### The task
Write out the listing below character for character, though without its pictures.
[Start of section]
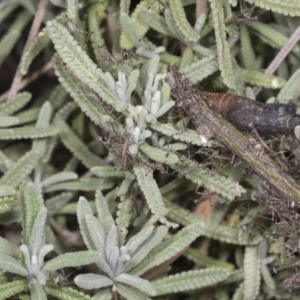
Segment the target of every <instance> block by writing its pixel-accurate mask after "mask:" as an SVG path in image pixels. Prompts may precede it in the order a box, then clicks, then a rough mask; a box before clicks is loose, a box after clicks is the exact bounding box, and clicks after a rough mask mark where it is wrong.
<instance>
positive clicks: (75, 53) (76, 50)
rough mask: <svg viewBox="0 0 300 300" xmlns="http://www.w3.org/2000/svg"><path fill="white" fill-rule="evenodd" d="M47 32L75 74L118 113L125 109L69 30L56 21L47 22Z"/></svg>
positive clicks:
[End of section]
### Response
Segment the target of every <instance> block by writing its pixel-accurate mask after "mask:" as an SVG path in image pixels. Prompts may precede it in the order a box, then clicks, then a rough mask; a box before clicks is loose, a box after clicks is the exact bounding box, and clicks after a rough mask mark where it is wrong.
<instance>
positive clicks: (75, 53) (76, 50)
rough mask: <svg viewBox="0 0 300 300" xmlns="http://www.w3.org/2000/svg"><path fill="white" fill-rule="evenodd" d="M47 32L75 74L118 113L125 109L69 30L56 21L47 22Z"/></svg>
positive clicks:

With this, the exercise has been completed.